## WORK TO DO:
Show each line in the rows below that contains the word "clear".

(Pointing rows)
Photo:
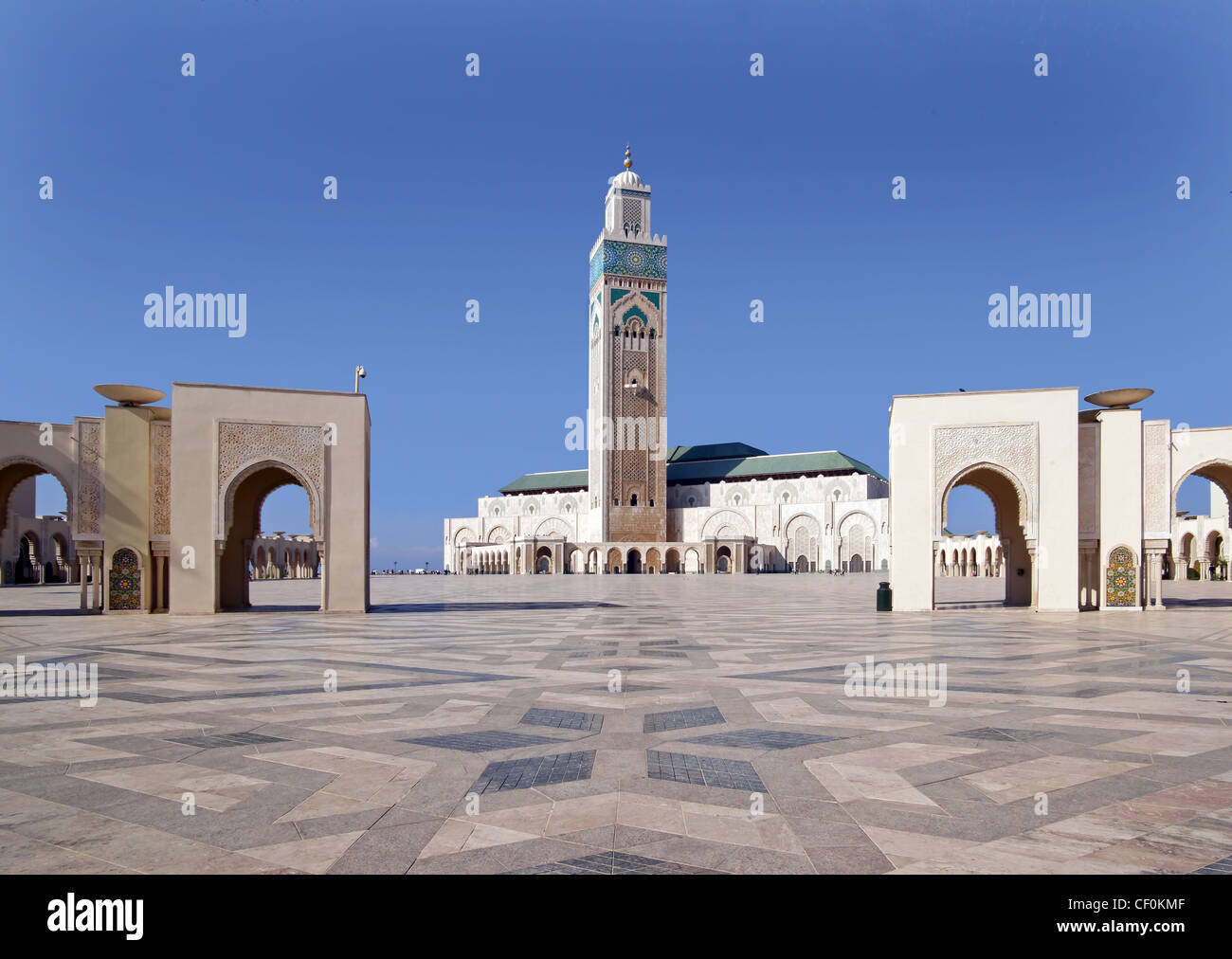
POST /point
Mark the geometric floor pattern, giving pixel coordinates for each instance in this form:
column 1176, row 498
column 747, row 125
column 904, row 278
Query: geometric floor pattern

---

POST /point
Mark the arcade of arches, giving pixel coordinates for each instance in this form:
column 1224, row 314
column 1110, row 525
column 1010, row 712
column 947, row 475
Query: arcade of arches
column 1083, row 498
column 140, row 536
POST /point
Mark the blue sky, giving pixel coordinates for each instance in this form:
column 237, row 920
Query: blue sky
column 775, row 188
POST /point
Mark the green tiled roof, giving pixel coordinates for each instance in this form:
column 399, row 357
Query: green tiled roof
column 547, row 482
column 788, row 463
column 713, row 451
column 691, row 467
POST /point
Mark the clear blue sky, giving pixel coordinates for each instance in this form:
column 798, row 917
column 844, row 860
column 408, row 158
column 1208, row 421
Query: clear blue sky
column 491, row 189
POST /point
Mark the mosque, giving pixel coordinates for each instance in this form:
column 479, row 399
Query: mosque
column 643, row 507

## COMPLETE RESPONSE:
Mark the clear blue sky, giving pixel coordinates for each instance in this form:
Query: clear blue sky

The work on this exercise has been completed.